» Task to complete
Copy out every one of the rows below character for character, with no changes.

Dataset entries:
|---|
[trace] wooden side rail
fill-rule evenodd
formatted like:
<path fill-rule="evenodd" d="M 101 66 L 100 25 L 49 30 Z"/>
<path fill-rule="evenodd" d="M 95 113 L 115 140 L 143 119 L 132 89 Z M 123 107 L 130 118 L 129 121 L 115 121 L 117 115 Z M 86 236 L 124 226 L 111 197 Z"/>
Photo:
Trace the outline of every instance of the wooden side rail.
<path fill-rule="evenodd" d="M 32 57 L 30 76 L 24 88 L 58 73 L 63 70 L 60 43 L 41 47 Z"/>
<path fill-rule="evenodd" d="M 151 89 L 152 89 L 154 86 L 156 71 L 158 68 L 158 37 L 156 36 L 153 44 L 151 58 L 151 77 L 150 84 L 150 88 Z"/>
|---|
» Written answer
[trace] wooden side rail
fill-rule evenodd
formatted like:
<path fill-rule="evenodd" d="M 101 66 L 100 25 L 49 30 Z"/>
<path fill-rule="evenodd" d="M 95 113 L 115 140 L 143 119 L 132 89 Z M 123 107 L 130 118 L 129 121 L 115 121 L 117 115 Z M 86 236 L 124 226 L 111 197 Z"/>
Photo:
Trace the outline of every instance of the wooden side rail.
<path fill-rule="evenodd" d="M 32 57 L 30 76 L 24 88 L 58 73 L 63 70 L 60 43 L 41 47 Z"/>
<path fill-rule="evenodd" d="M 151 89 L 152 89 L 154 86 L 156 71 L 158 68 L 158 37 L 156 36 L 153 44 L 151 58 L 151 77 L 150 84 L 150 88 Z"/>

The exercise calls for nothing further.